### What you are asked to do
Which lines in the records below contain the word "water"? Copy each of them.

[Stored data entries]
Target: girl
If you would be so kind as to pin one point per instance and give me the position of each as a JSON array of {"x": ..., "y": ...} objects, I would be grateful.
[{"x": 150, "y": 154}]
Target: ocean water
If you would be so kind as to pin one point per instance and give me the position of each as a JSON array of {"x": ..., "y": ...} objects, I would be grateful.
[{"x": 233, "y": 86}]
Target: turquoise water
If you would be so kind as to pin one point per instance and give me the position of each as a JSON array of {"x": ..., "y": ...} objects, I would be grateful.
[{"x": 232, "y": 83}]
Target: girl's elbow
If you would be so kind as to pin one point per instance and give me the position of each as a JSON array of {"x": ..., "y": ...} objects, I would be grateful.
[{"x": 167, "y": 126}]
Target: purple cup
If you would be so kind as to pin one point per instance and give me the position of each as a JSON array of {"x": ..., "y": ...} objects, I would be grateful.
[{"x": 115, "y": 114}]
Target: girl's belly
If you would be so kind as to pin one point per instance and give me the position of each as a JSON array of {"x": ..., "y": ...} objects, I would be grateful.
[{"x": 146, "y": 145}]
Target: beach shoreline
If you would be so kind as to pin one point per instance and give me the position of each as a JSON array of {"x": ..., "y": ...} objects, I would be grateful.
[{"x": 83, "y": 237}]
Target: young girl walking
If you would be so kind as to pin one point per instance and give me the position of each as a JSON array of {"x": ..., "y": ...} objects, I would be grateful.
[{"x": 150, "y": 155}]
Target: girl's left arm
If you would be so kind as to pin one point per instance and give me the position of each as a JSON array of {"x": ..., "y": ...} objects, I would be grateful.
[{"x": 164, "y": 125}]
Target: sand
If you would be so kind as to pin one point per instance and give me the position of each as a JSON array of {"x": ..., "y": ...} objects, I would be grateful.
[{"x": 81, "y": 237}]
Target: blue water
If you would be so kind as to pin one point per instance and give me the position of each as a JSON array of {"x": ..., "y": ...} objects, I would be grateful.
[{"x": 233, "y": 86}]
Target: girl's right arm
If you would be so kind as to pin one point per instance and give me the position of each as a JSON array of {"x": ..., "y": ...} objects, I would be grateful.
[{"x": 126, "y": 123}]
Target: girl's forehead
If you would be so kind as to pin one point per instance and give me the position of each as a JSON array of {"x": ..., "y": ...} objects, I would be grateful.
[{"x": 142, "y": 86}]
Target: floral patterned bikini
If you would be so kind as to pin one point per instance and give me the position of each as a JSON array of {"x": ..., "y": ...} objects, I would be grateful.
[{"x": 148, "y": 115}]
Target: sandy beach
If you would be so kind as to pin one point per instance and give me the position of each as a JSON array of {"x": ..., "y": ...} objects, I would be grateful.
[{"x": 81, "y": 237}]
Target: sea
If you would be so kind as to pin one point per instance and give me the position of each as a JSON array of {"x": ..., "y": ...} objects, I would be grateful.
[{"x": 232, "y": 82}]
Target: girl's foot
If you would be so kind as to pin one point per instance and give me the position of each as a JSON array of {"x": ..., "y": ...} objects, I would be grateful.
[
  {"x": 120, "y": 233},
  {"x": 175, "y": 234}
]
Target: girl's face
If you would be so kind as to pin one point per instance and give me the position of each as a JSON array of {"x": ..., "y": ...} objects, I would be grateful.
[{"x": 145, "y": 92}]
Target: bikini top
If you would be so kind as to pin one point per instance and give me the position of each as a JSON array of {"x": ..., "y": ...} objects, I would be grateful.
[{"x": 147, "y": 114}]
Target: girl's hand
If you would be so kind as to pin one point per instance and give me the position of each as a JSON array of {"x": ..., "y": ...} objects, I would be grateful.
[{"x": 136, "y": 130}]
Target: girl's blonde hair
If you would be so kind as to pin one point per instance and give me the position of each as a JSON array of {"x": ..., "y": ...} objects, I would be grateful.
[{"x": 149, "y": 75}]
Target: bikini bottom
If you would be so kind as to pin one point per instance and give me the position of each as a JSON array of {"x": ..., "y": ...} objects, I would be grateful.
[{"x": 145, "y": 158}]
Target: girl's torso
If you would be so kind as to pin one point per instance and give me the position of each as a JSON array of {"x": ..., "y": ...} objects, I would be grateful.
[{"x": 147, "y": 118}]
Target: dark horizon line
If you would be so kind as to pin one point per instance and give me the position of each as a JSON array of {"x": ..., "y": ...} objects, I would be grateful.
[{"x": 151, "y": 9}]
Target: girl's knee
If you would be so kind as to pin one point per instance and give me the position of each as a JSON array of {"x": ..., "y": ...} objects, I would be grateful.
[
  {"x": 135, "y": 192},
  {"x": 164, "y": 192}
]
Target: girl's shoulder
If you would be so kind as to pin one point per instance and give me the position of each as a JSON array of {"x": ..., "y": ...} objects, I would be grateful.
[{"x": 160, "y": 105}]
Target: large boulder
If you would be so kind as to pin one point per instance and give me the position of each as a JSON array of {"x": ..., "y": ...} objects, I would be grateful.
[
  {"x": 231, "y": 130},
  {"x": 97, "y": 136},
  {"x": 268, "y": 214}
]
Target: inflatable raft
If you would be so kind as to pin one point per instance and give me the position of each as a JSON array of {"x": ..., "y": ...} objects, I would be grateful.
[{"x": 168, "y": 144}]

### Written response
Target: ocean water
Target: turquoise water
Target: blue water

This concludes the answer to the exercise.